_Work instruction_. Would you set down each line of the data below exactly?

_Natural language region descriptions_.

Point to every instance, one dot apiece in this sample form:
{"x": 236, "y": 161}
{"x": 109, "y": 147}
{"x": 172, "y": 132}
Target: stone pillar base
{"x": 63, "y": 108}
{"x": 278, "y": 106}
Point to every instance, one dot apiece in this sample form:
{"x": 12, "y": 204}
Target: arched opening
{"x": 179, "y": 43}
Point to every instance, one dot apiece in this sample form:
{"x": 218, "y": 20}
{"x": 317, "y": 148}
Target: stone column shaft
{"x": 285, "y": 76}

_Reply to the exercise_.
Point to every instance, one dot apiece in this sample form:
{"x": 236, "y": 161}
{"x": 109, "y": 147}
{"x": 172, "y": 132}
Target: stone pillar base
{"x": 63, "y": 108}
{"x": 278, "y": 106}
Point to every instance, one dot apiece in this sample form:
{"x": 12, "y": 204}
Target: arched opening
{"x": 179, "y": 43}
Point to every instance, one dot apiece in this sample form:
{"x": 218, "y": 20}
{"x": 317, "y": 148}
Target: stone column shaft
{"x": 285, "y": 76}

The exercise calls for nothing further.